TEXT PASSAGE:
---------------

Ghost Ship | Prison Renaissance Prison Renaissance Special Issue Volume One | Page 16

"I ran back into the room, and he was..." Spence paused, unable to speak for a moment. His muscular jaw flexed beneath a blonde beard that didn't quite cover the thick scar curving from his eye to his cheek. "He was dead. I don't have words for that moment. I was devastated. I called for an ambulance. We were arrested."

The robbery in which Spence participated resulted in the victim's death.

Under California's felony-murder rule, Spence would be found guilty of murder if the district attorney proved that he had intended to commit a robbery.

Spence was a juvenile and, at that time, the law placed the burden on the juvenile's defense to prove in a special hearing to consider whether he was eligible to be considered as a juvenile by the court. (California's Proposition 57 changed this practice, also known as 'direct filing').

In court, a Sacramento Country Sheriff escorted Spence to what is called a 707 (b) hearing to determine whether the 16-year-old was eligible to be treated like a 16-year-old child.

---------------

DATA EXTRACT:
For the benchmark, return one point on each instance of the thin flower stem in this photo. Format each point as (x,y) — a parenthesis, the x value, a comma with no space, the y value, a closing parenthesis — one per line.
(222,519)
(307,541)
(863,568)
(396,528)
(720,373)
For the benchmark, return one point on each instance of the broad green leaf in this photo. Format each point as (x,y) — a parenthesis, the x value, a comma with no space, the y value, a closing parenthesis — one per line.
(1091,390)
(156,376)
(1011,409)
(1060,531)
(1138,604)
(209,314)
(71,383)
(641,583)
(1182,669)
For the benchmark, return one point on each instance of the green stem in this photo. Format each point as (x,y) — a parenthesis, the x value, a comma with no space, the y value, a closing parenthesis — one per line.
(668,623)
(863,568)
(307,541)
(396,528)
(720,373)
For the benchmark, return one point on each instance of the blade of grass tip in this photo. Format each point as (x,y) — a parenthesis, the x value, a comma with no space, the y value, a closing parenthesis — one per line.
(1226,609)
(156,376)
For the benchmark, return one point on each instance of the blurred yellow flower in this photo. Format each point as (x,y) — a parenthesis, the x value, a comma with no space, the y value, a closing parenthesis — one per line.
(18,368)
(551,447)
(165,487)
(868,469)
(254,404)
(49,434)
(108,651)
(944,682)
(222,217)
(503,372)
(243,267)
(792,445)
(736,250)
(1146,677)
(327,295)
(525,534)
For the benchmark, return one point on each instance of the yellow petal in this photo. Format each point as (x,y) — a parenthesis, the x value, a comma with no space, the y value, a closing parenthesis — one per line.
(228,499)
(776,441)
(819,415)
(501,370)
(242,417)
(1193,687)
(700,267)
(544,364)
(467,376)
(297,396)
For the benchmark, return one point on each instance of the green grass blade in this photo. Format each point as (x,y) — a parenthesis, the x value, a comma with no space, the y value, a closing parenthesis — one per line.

---------------

GIVEN TASK:
Copy the part of the Ghost Ship article above that opens with the words "Spence was a" and closes with "a 16-year-old child.", and substitute "minor" for "juvenile" throughout.

REPLY:
Spence was a minor and, at that time, the law placed the burden on the minor's defense to prove in a special hearing to consider whether he was eligible to be considered as a minor by the court. (California's Proposition 57 changed this practice, also known as 'direct filing').

In court, a Sacramento Country Sheriff escorted Spence to what is called a 707 (b) hearing to determine whether the 16-year-old was eligible to be treated like a 16-year-old child.